- **Arahan Tugas**
Kembalikan setiap baris dari daftar di bawah yang mengandung kata "Mark". Huruf besar dan kecil dibedakan.

##### Daftar

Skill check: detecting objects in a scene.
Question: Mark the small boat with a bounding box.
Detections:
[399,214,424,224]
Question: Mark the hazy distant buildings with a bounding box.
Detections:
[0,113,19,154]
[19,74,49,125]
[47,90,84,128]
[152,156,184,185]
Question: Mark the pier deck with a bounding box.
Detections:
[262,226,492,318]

##########
##### Daftar

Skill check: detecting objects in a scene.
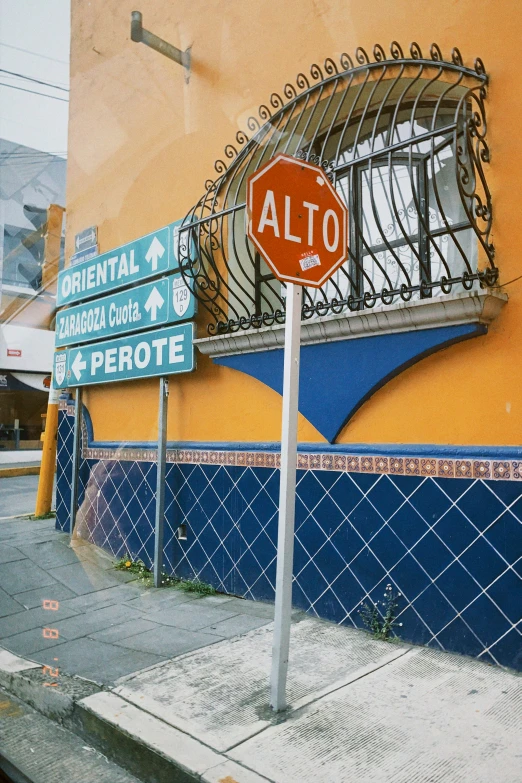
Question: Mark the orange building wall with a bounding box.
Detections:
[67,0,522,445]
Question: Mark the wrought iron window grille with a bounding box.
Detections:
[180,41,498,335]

##########

- **Hasil Tugas**
Question: Mark the small boat with a bounding box.
Question: Mark the hazy distant buildings with a bounding box.
Question: Mark the pier deck with a bounding box.
Question: Mark the orange building wall with a bounding box.
Question: Mark the wrought iron window grille with a bounding box.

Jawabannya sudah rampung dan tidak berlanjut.